### [SOURCE EXCERPT]
In Beni Mazar, Minya, some 245km south of Cairo, lies a small village called Ashrouba. Ashrouba’s men and women collectively enjoy a singular trait: they are famous for their melodious voices and musical ear, the intuitive musical sensibility that endows them with an aptitude for learning, playing, and appreciating music.
Ashrouba, which is home to some 10,000 Copts, boasts its own homegrown saint: the 3rd-century martyr St Yuhanna al-Gundi al-Ashroubi whose story is cited in the Coptic manuscripts of the 4th-century desert monastery of al-Surian in Wadi al-Natroun, and also in the Coptic Synaxarium. The village church is dedicated to the Apostles; its pastor Father Mitry al-Qommos Yuhanna Danial told Watani that the church was built in 1901, and consecrated on 28 April 1906, which coincided with Palm Sunday, by the local bishop. Archdeacon Habib Girgis, a modern-day saint of the Coptic Church, who was canonised in 2013, was present at the consecration ceremony, Fr Mitry said.

### [ENTRIES SHOWN]
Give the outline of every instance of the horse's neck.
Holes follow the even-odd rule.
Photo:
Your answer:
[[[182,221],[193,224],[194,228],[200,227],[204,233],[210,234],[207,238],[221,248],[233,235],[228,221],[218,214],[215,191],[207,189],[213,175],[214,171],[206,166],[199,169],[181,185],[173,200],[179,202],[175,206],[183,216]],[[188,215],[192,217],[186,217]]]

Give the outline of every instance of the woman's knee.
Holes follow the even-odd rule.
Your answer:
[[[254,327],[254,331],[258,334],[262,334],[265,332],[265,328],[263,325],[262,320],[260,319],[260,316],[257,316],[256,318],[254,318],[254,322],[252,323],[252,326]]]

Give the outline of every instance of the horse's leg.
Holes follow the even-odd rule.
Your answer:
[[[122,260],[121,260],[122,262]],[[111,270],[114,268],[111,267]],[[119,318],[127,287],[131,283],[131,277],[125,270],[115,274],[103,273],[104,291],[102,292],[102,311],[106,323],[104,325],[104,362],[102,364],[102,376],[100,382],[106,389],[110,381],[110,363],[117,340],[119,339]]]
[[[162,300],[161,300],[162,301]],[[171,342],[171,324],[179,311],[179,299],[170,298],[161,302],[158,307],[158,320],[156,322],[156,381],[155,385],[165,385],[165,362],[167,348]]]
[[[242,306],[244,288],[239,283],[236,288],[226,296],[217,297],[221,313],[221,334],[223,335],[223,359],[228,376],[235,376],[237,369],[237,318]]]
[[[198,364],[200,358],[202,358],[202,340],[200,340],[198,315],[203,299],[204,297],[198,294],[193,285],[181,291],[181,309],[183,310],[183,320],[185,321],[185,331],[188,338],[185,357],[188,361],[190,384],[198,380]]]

### [PROBLEMS TO SOLVE]
(1) Edit the Ashrouba passage and write it out again, beginning at the words "In Beni Mazar, Minya, some" and stopping after "and appreciating music.", with "melodious voices" replaced by "tuneful voices".
(2) Resume the account of the village of Ashrouba after its last sentence.

### [FINAL ANSWERS]
(1)
In Beni Mazar, Minya, some 245km south of Cairo, lies a small village called Ashrouba. Ashrouba’s men and women collectively enjoy a singular trait: they are famous for their tuneful voices and musical ear, the intuitive musical sensibility that endows them with an aptitude for learning, playing, and appreciating music.

(2)
Tradition of learning and teaching
It is a fact that Coptic music, a genre of music that goes back in history to ancient Egyptian times, is an oral tradition that has been handed from one generation to the next throughout millennia. Hence the ultimate importance of handing it down uncorrupted.
The tradition has been observed by generations of Muallims; a “Muallim” is literally a “teacher and master”, and is the senior cantor in every church; he is responsible for leading the deacon choir and for teaching Church melodies to the deacons, altar boys, and the congregation.
In Ashrouba, generations upon generations of men and women were raised in the love of the Church and her music; they used their singularly beautiful voices to praise the Lord. The result is that, in modern times, Ashrouba has given churches in Egypt more than 50 Muallims.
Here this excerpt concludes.